#### [Job]
Exclude the pictures, then copy all remaining records exactly.

.....

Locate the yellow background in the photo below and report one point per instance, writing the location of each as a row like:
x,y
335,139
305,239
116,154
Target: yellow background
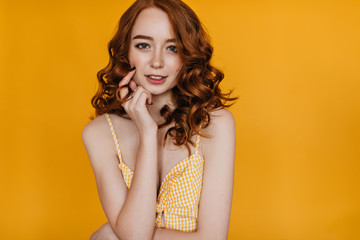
x,y
293,64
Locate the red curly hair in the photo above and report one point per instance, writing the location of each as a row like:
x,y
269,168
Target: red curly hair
x,y
197,92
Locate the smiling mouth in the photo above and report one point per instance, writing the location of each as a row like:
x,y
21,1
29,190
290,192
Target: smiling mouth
x,y
155,77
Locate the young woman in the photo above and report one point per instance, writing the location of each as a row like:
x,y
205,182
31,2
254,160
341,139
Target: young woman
x,y
162,144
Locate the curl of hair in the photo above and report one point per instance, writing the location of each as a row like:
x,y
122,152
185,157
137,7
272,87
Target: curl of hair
x,y
197,92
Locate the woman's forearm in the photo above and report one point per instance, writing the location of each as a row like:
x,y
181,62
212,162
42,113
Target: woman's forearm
x,y
137,216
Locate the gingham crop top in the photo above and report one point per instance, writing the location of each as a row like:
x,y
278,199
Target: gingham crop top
x,y
180,190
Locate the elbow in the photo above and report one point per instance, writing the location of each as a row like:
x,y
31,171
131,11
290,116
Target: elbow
x,y
127,230
211,235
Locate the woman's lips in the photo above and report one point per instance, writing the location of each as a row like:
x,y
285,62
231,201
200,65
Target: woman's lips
x,y
155,79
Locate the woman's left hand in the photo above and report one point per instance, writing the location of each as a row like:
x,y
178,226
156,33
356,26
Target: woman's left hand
x,y
105,232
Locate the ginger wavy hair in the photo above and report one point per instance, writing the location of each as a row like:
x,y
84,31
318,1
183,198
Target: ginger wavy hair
x,y
197,92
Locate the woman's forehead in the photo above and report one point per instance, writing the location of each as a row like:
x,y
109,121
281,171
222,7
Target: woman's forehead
x,y
153,22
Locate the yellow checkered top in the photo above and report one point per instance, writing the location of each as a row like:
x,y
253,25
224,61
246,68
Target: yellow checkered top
x,y
180,190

.....

#### [Response to this task]
Locate the yellow background in the photo below and report one point per instance, writing the location of each as a row like:
x,y
335,139
305,239
116,154
Target: yellow background
x,y
293,64
Locate the red curly hair in the photo above and report one point per instance, writing the location of each as a row like:
x,y
269,168
Target: red curly hair
x,y
197,92
Locate the smiling mouth in the photo above and report one point per instance, writing the location of each as a row like:
x,y
21,1
29,190
290,192
Target: smiling mouth
x,y
155,77
Locate the young woman in the photo above and report one point per instance, writing the location of each as a row like:
x,y
205,182
31,2
254,160
341,139
Target: young woman
x,y
162,144
Locate the curl of hair in the photo above and report one point per instance, writing the location of each as a row like:
x,y
122,152
185,157
137,7
272,87
Target: curl of hair
x,y
197,92
Locate the woman's forearm in the photo above and report one point per instance, writing the location of each as a row like:
x,y
181,62
212,162
42,113
Target: woman's forearm
x,y
137,216
Locate the gingham crop top in the photo above and report one point per instance, writing the location of each as a row like:
x,y
278,199
Target: gingham crop top
x,y
180,190
Locate the elbow in the photo above and report one point per instance, writing the location of each as a row like:
x,y
31,171
131,11
290,116
Target: elbow
x,y
127,230
211,235
Locate the woman's lips in the photo above and report one point per instance, writing the location of each as a row like:
x,y
285,62
231,201
200,65
Target: woman's lips
x,y
155,79
Locate the woman's left hand in the photo above and report one point per instance, writing the location of each as a row like:
x,y
178,226
156,33
356,26
Target: woman's left hand
x,y
105,232
Locate the ginger wavy hair in the photo above and report one point per instance, writing the location of each as a row like:
x,y
84,31
318,1
183,198
Target: ginger wavy hair
x,y
197,92
Locate the woman's forehead in the photo above and report one point per instance, writing the location of each as a row like:
x,y
109,121
281,171
222,7
Target: woman's forehead
x,y
153,22
Locate the yellow checkered top in the photo above and report one point per instance, writing the location of each as a row like:
x,y
253,25
224,61
246,68
Target: yellow checkered top
x,y
180,190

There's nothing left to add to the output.